**Problem details:** Count the lines in the items below that contain the string "cornice". Case counts, so treat uppercase and lowercase letters as different, and reply with only the number.

**Record extracts:**

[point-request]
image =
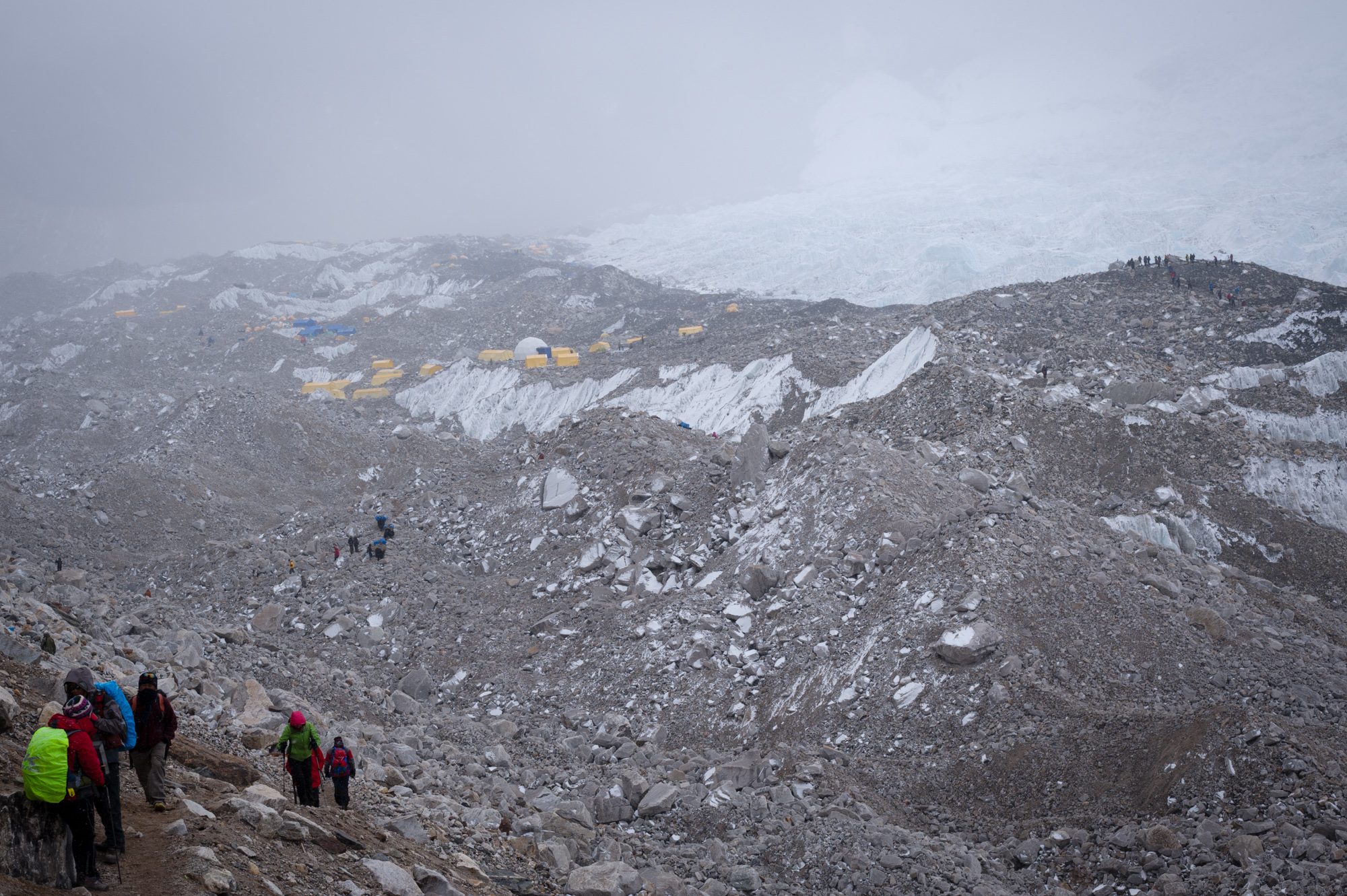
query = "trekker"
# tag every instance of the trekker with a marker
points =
(157, 726)
(340, 767)
(84, 777)
(111, 734)
(298, 742)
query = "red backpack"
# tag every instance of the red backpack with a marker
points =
(341, 762)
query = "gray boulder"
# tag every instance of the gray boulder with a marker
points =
(751, 459)
(759, 579)
(658, 800)
(393, 879)
(976, 479)
(604, 879)
(969, 645)
(36, 844)
(417, 684)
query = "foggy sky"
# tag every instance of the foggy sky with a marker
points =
(154, 131)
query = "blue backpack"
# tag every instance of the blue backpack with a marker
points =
(114, 689)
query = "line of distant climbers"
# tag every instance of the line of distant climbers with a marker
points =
(1146, 261)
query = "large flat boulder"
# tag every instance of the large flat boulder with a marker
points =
(969, 645)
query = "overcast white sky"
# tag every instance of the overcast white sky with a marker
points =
(157, 129)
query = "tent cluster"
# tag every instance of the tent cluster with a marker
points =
(386, 372)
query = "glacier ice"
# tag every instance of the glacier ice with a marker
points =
(1313, 489)
(1323, 425)
(487, 401)
(882, 377)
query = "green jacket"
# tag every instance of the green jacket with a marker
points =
(302, 742)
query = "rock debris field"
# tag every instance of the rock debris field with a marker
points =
(891, 613)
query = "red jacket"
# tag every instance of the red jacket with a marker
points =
(81, 754)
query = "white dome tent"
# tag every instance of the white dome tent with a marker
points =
(529, 346)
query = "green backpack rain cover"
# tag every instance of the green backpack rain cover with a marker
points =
(45, 766)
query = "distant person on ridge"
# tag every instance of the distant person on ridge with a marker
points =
(157, 726)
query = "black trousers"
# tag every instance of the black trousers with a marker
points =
(110, 809)
(79, 817)
(301, 773)
(341, 790)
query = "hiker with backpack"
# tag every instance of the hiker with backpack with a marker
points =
(157, 726)
(111, 735)
(340, 767)
(300, 745)
(63, 767)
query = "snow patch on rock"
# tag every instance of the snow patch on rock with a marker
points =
(882, 377)
(487, 401)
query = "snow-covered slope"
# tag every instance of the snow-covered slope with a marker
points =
(922, 242)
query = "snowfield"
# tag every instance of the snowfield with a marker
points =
(878, 245)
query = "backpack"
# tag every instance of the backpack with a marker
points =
(46, 766)
(114, 689)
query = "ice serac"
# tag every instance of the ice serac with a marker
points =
(487, 401)
(720, 399)
(558, 489)
(883, 377)
(1314, 489)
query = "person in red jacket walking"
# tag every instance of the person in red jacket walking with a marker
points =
(86, 776)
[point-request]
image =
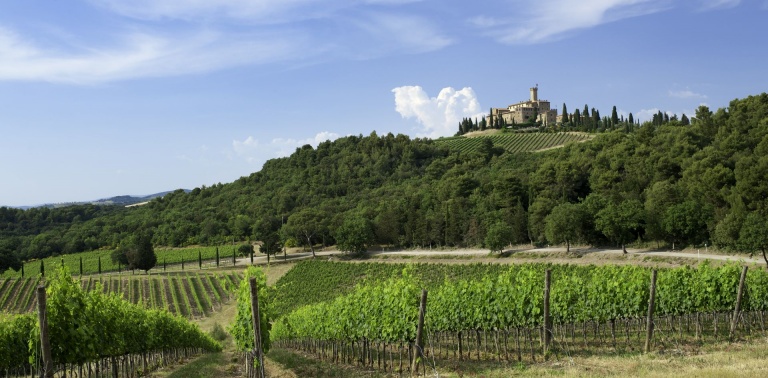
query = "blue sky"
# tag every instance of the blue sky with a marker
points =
(109, 97)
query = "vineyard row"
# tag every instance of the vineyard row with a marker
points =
(188, 294)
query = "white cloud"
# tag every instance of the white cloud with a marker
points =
(686, 93)
(255, 152)
(707, 5)
(140, 55)
(547, 20)
(439, 116)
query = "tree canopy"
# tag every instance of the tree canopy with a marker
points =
(689, 181)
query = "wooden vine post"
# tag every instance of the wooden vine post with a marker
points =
(45, 344)
(420, 334)
(649, 321)
(737, 307)
(256, 325)
(547, 318)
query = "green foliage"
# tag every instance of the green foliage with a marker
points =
(565, 223)
(386, 310)
(87, 326)
(354, 235)
(241, 328)
(448, 192)
(621, 223)
(218, 332)
(514, 142)
(499, 236)
(753, 236)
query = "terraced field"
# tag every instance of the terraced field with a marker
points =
(191, 294)
(516, 142)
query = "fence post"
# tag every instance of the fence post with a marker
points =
(256, 324)
(737, 308)
(547, 318)
(649, 322)
(420, 333)
(45, 344)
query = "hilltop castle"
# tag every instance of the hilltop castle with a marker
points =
(523, 111)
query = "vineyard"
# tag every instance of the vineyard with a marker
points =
(516, 142)
(499, 315)
(93, 334)
(96, 262)
(189, 294)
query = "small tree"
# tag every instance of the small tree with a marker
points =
(621, 223)
(137, 252)
(754, 235)
(354, 235)
(499, 236)
(564, 224)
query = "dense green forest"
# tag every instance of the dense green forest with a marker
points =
(670, 181)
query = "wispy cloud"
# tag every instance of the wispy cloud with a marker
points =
(255, 152)
(397, 33)
(139, 55)
(204, 36)
(707, 5)
(685, 94)
(547, 20)
(438, 116)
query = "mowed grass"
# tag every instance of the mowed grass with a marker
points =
(747, 359)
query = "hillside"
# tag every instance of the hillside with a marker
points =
(514, 142)
(662, 182)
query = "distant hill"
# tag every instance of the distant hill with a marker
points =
(124, 200)
(514, 142)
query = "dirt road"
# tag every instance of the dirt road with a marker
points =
(693, 255)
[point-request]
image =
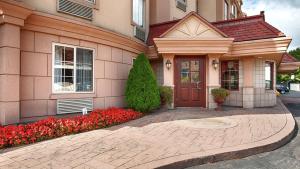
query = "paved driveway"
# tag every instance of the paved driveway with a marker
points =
(159, 139)
(287, 157)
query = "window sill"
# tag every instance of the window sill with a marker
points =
(88, 4)
(72, 95)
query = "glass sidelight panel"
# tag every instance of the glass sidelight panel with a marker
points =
(195, 78)
(184, 73)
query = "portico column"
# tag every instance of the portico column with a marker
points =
(213, 79)
(248, 88)
(12, 16)
(169, 73)
(9, 73)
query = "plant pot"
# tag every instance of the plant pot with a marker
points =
(219, 102)
(171, 106)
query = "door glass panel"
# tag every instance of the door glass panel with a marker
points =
(194, 65)
(195, 78)
(184, 73)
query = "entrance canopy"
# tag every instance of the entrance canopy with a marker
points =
(193, 34)
(248, 36)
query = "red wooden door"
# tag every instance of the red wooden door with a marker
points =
(190, 82)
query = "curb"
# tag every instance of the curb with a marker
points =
(241, 151)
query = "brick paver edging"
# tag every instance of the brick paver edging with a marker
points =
(221, 154)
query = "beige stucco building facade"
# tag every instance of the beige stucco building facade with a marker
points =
(52, 56)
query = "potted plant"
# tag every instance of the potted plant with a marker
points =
(166, 96)
(219, 95)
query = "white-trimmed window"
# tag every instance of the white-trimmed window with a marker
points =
(234, 11)
(226, 6)
(138, 12)
(181, 4)
(91, 1)
(73, 69)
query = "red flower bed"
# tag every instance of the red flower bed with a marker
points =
(53, 128)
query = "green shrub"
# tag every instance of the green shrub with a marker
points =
(220, 93)
(142, 93)
(166, 95)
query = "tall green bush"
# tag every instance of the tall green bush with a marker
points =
(142, 92)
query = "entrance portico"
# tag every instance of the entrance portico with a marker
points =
(203, 58)
(191, 47)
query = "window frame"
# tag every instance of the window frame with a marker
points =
(144, 16)
(272, 87)
(183, 2)
(234, 10)
(94, 5)
(238, 73)
(75, 65)
(226, 12)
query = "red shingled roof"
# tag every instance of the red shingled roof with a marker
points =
(287, 58)
(242, 29)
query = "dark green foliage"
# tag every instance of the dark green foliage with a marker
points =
(295, 53)
(166, 94)
(142, 92)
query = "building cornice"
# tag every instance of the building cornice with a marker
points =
(193, 46)
(260, 47)
(56, 25)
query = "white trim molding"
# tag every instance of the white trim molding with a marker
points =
(259, 47)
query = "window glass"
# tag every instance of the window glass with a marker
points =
(91, 1)
(269, 75)
(71, 69)
(233, 11)
(138, 12)
(230, 75)
(225, 10)
(185, 70)
(64, 69)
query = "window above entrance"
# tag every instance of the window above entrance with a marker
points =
(230, 75)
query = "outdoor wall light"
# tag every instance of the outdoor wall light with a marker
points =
(168, 64)
(215, 64)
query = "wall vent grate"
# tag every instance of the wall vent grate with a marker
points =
(140, 33)
(75, 9)
(67, 106)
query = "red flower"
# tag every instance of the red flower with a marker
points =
(53, 128)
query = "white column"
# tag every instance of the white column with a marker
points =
(213, 79)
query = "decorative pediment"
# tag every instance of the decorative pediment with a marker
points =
(194, 27)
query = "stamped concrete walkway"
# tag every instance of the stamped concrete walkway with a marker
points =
(172, 139)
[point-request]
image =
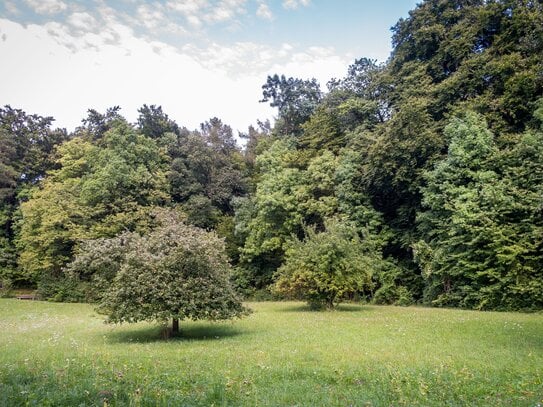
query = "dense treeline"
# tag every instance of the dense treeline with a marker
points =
(415, 181)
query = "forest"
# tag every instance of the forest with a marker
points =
(415, 181)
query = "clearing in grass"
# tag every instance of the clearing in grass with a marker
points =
(282, 354)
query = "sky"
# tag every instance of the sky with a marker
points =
(196, 58)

**Answer in full:** 2